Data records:
--------------------------------
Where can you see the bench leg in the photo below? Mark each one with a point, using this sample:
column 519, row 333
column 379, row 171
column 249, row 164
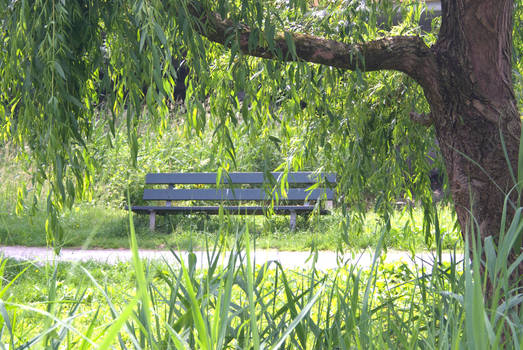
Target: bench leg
--------------------------------
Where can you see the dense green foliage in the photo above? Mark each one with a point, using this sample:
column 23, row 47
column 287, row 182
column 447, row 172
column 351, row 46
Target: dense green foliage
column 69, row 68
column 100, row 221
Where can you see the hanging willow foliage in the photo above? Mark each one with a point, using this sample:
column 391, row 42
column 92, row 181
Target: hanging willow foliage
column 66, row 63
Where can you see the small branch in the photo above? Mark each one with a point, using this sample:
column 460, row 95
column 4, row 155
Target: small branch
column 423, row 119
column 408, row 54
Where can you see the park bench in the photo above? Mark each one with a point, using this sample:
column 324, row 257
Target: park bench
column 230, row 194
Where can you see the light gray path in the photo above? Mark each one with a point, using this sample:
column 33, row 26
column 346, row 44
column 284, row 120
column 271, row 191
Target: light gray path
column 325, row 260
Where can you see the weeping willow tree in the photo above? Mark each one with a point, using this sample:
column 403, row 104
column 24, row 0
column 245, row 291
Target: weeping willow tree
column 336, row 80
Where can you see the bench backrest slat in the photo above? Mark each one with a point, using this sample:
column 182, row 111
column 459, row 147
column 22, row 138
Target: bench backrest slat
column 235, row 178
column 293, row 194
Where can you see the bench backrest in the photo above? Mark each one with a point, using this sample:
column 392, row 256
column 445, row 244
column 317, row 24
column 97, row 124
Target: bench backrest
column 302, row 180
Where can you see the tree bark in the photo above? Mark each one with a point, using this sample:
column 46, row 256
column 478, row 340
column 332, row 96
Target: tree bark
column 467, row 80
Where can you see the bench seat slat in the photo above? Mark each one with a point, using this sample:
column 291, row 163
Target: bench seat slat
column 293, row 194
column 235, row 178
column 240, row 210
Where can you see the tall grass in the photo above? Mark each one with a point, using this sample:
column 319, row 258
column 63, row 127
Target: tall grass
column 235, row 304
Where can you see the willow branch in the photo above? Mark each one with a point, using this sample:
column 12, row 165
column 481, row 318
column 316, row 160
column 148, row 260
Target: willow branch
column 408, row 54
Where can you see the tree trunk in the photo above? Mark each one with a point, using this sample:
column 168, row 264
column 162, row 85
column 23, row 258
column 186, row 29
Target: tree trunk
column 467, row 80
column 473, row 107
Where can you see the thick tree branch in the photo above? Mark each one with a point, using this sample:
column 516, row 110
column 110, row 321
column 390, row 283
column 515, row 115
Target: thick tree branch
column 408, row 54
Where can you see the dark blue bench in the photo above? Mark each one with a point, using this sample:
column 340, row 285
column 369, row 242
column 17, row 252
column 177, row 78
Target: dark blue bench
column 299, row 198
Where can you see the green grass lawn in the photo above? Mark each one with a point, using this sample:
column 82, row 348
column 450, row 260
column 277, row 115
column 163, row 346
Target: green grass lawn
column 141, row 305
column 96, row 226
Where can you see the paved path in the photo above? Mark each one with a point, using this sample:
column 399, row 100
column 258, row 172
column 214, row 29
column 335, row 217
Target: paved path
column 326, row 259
--------------------------------
**WORK REQUIRED**
Please repeat the lines word for word, everything from the line containing "Where can you see the bench leg" down to the line containing "Target: bench leg", both included. Leave the pictures out of your answer.

**EXERCISE RESPONSE**
Where can you see the bench leg in the photo below? Mark each one with a point, using this sample:
column 519, row 333
column 379, row 171
column 249, row 164
Target: bench leg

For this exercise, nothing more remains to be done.